§ **Document extract**

_ _ _ _ _ _ _

As technologies go, chatbots are not always popular among users. According to research from the online community Chatbots.org, 54% of users in the U.S. found chatbots to be either “not effective” or only “somewhat effective.” Respondents expressed the most frustration with having to repeat information when being passed from a chatbot to a human agent but also reported chatbots “getting stuck and not knowing what to do next.”

These attitudes about chatbots play out in how digital strategists and implementation firms look at chatbots in the user experience mix. “What’s really interesting is how quickly customers are learning the fastest ways to solve problems with the infrastructure provided, particularly among younger cohorts,” says Jake DiMare, a Los Angeles-based digital strategy consultant. “Chatbots excel at understanding intent and filtering through piles of information to find the right answer to a question. This is very unlike search, which provides all the relevant results and expects the user to find the one that works.”

These factors are combining to drive much more chatbot development. Google entered the space when it acquired the popular API.AI chatbot platform in 2016. At the time of the acquisition, API.AI had 60,000 people developing chatbots on the platform. Since then, Google has renamed the platform Dialogflow and integrated it with Google’s cloud infrastructure. In a sign of how important multilingual and localization are to user experience, Google has increased its language support in the latest version. The original API.AI included 15 languages and a number of additional locales. The new version of Dialogflow does not expand on that number of languages significantly. Instead, Google focused its efforts on allowing developers to include more than one language in a single chatbot instance; now, developers can include up to 15 languages or locales.

With this increased language support, the potential applications have followed. KLM Royal Dutch Airlines is using Dialogflow behind chatbots that support customers during ticketing and check-in as well as a means to check status updates. The user flow can be initiated by the user during the ticketing process when the users are asked if they would like to receive trip updates via Facebook Messenger or other social media and messaging tools. Once they opt in, the users can then interact with KLM via Messenger throughout the trip.

Despite what some studies might suggest, chatbots are becoming more and more popular—at least among brands. Martha Senturia, senior user interface designer at PTP, says, “I think the global preference for chatting and texting is so strong, companies would lose a primary mode of communicating with their customers if they ignored it. But it should be done well to represent the brand professionally and appropriately or not done at all.”

_ _ _ _ _ _ _

§ **Listed records**

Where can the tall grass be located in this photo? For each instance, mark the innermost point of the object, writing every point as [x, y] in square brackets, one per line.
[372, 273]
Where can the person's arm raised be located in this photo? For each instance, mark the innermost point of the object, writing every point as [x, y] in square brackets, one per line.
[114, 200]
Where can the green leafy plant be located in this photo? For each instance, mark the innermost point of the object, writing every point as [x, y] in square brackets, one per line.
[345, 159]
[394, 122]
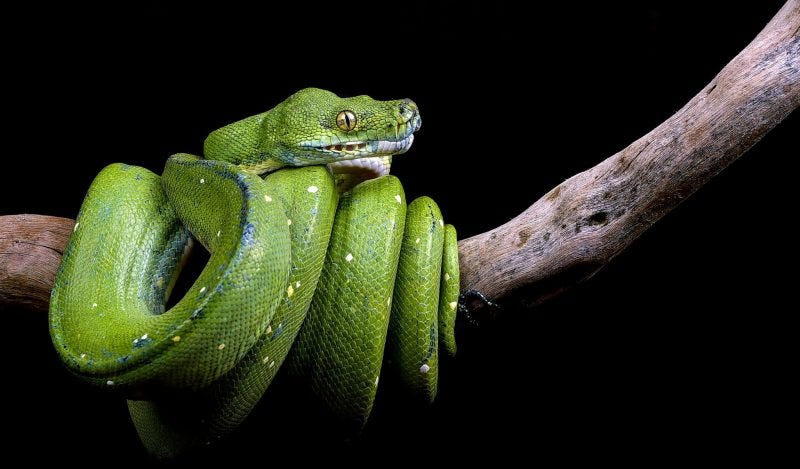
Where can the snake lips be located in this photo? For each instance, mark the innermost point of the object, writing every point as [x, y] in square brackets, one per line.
[296, 264]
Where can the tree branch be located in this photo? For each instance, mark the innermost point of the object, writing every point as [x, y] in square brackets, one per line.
[576, 228]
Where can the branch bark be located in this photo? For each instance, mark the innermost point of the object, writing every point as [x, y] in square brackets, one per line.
[578, 227]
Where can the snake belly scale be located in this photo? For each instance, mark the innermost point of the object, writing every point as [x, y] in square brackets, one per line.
[293, 265]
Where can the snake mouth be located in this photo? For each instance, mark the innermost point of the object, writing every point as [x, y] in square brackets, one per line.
[364, 168]
[374, 148]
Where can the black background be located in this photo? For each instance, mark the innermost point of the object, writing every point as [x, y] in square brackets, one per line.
[677, 351]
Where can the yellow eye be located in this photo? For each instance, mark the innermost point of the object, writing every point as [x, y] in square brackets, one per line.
[346, 120]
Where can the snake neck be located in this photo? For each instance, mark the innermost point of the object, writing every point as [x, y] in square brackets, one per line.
[250, 143]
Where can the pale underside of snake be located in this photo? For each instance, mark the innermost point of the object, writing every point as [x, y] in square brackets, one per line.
[310, 258]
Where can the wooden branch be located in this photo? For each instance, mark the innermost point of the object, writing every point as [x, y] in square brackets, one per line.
[579, 226]
[30, 252]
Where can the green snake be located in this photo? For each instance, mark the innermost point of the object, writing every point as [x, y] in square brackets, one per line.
[309, 245]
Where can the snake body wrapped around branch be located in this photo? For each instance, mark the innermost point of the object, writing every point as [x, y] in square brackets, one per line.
[285, 251]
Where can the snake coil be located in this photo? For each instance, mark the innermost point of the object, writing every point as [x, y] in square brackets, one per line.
[361, 272]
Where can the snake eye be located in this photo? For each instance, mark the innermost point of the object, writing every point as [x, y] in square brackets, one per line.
[346, 120]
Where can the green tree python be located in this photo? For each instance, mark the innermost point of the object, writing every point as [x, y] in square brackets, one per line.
[325, 241]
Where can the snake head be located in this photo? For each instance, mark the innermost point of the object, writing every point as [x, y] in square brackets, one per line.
[314, 126]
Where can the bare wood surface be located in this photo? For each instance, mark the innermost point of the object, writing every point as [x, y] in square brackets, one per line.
[579, 226]
[576, 228]
[30, 252]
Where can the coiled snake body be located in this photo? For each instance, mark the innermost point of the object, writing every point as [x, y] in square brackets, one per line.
[279, 248]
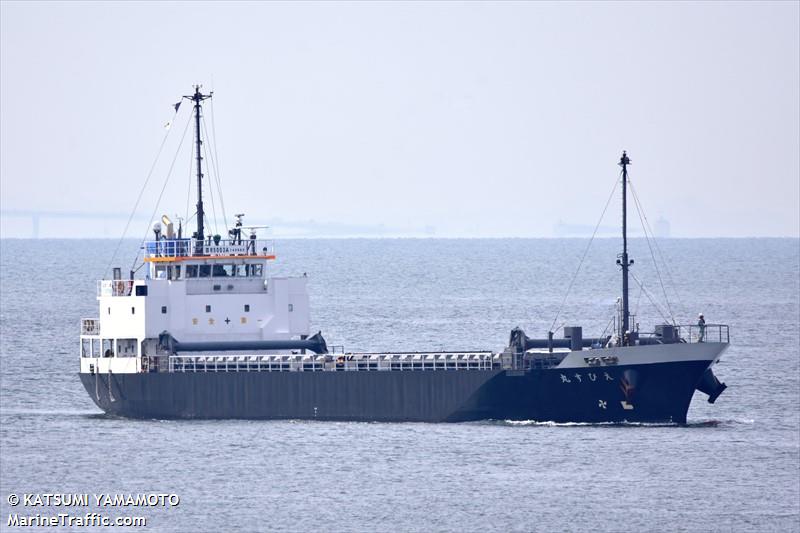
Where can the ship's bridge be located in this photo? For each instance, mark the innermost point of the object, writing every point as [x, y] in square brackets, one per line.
[191, 258]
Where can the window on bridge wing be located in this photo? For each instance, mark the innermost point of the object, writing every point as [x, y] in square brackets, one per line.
[256, 271]
[223, 271]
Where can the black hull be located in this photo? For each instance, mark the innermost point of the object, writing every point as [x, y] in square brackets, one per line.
[659, 392]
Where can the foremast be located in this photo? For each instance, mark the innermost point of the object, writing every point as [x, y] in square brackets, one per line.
[198, 98]
[623, 260]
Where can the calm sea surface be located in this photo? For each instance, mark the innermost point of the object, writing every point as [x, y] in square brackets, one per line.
[735, 467]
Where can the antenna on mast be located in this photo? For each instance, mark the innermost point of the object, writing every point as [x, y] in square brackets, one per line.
[197, 98]
[622, 260]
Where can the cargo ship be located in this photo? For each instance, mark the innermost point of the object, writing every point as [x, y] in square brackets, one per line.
[206, 333]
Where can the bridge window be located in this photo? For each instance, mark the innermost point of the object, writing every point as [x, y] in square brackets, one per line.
[223, 271]
[126, 347]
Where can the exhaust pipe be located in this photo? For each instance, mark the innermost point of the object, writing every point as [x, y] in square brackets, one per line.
[709, 384]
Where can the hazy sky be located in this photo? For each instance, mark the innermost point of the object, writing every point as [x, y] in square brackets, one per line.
[473, 119]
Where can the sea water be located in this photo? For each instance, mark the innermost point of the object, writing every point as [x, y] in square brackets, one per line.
[735, 466]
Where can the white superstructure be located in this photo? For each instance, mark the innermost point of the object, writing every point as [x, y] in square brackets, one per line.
[198, 291]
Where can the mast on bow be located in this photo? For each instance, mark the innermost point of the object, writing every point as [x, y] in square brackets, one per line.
[197, 98]
[623, 260]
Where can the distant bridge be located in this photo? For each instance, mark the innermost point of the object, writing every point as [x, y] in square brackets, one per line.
[36, 215]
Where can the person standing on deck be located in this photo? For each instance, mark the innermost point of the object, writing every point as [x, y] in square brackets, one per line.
[701, 325]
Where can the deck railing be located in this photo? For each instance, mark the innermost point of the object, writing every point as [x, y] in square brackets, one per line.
[114, 287]
[710, 333]
[174, 248]
[90, 326]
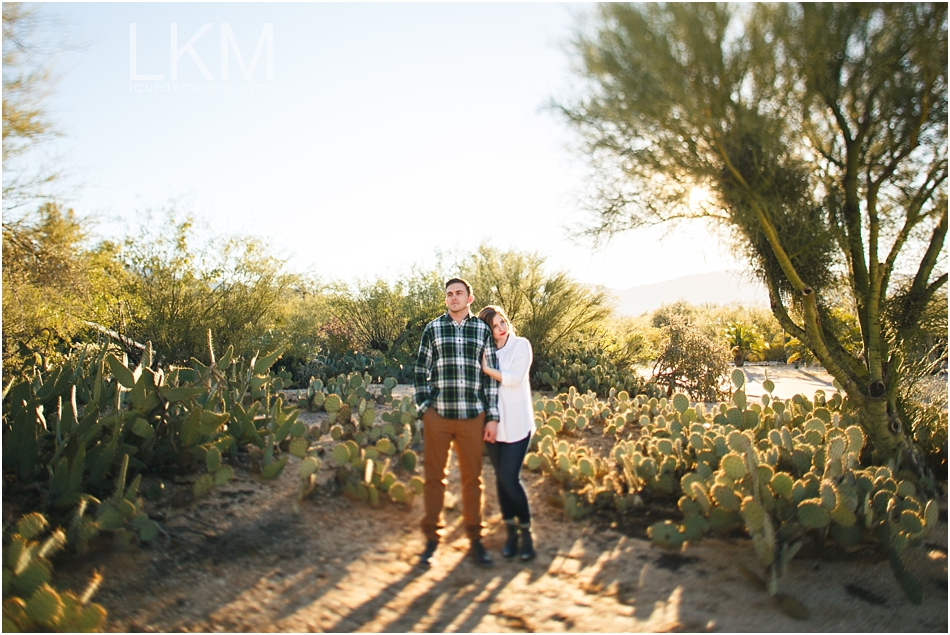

_ _ _ _ _ _ _

§ **Exercise 1**
In the article on chatbots, how many people were developing chatbots on API.AI when Google acquired it?
§ **Exercise 2**
Reproduce the passage of the chatbot article between "These factors are" and "languages or locales.", inclusive.

§ **Final answer 1**
60,000 people

§ **Final answer 2**
These factors are combining to drive much more chatbot development. Google entered the space when it acquired the popular API.AI chatbot platform in 2016. At the time of the acquisition, API.AI had 60,000 people developing chatbots on the platform. Since then, Google has renamed the platform Dialogflow and integrated it with Google’s cloud infrastructure. In a sign of how important multilingual and localization are to user experience, Google has increased its language support in the latest version. The original API.AI included 15 languages and a number of additional locales. The new version of Dialogflow does not expand on that number of languages significantly. Instead, Google focused its efforts on allowing developers to include more than one language in a single chatbot instance; now, developers can include up to 15 languages or locales.